Extracted records
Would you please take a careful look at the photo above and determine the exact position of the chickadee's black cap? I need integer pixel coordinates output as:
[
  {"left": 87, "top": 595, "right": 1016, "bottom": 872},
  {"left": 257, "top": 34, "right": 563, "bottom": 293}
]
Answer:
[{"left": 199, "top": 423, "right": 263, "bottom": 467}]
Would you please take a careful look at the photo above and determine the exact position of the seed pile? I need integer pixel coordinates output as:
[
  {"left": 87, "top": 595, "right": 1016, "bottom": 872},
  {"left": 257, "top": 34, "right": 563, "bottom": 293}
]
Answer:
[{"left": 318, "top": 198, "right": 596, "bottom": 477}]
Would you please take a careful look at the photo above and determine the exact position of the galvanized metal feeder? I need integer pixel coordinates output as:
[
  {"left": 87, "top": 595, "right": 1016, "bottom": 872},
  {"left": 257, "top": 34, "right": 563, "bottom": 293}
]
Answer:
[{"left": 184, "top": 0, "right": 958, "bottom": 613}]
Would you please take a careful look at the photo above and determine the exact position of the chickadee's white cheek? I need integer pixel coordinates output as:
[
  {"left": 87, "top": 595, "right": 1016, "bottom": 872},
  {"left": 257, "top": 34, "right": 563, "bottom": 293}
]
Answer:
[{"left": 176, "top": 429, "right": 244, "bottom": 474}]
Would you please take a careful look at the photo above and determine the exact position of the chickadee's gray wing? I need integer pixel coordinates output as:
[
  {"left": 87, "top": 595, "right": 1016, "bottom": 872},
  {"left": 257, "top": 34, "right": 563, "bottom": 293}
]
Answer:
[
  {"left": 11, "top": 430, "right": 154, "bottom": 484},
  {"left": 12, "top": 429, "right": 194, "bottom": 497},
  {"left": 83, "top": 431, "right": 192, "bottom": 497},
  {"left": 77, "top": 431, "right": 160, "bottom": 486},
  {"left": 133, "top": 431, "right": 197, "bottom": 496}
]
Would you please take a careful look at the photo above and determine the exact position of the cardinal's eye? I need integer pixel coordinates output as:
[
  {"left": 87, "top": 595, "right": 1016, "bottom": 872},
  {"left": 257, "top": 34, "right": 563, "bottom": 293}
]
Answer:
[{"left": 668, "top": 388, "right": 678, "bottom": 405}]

▸ **Requirement**
Nothing in the data above should change. Please copy it all.

▸ **Response to this task**
Would you please take a careful look at the photo above and determine the exact position of the chickadee's black cap? I need integer pixel coordinates output as:
[
  {"left": 87, "top": 595, "right": 1016, "bottom": 872},
  {"left": 257, "top": 34, "right": 563, "bottom": 293}
]
Answer:
[{"left": 199, "top": 423, "right": 263, "bottom": 467}]
Would you please take a careful look at the photo above and determine the exact position of the seed pile? I need integer pixel coordinates output as:
[
  {"left": 87, "top": 595, "right": 1016, "bottom": 872},
  {"left": 257, "top": 34, "right": 563, "bottom": 293}
]
Answer:
[{"left": 318, "top": 198, "right": 596, "bottom": 477}]
Would you please take a careful look at the photo above and determine the exact position of the galvanized metal feeder? I need integer pixel coordinates output as:
[
  {"left": 87, "top": 595, "right": 1016, "bottom": 872},
  {"left": 257, "top": 34, "right": 563, "bottom": 293}
]
Answer:
[{"left": 184, "top": 0, "right": 958, "bottom": 613}]
Would you please take a careful look at the photo above and determine the exact position of the chickadee's white cheek? I need integer pixel coordinates output as:
[
  {"left": 87, "top": 595, "right": 1016, "bottom": 872},
  {"left": 257, "top": 34, "right": 563, "bottom": 293}
]
Answer:
[{"left": 176, "top": 429, "right": 244, "bottom": 474}]
Would you please take a careful look at the photo above and determine the exact position of the chickadee's gray wing? I need integer pixel coordinates output as:
[
  {"left": 87, "top": 595, "right": 1016, "bottom": 872},
  {"left": 257, "top": 34, "right": 563, "bottom": 293}
]
Answer:
[
  {"left": 11, "top": 430, "right": 154, "bottom": 484},
  {"left": 12, "top": 429, "right": 194, "bottom": 497},
  {"left": 83, "top": 431, "right": 192, "bottom": 497},
  {"left": 77, "top": 431, "right": 160, "bottom": 486},
  {"left": 133, "top": 431, "right": 197, "bottom": 496}
]
Would you please take a careful look at the photo above and determine the exact position of the cardinal's eye? I need integer pixel coordinates output as:
[
  {"left": 87, "top": 595, "right": 1016, "bottom": 872},
  {"left": 257, "top": 34, "right": 563, "bottom": 293}
]
Answer:
[{"left": 668, "top": 388, "right": 678, "bottom": 405}]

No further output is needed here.